* TO BE DONE *
Set down the following lines verbatim, with no changes of any kind.

* RECORD EXCERPTS *
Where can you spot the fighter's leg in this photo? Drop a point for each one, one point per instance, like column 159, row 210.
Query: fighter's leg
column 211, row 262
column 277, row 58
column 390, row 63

* EXERCISE SOLUTION *
Where can you spot the fighter's leg in this photo? Drop a point for each one, one point per instance, like column 159, row 210.
Query: fighter's leg
column 211, row 262
column 277, row 58
column 390, row 63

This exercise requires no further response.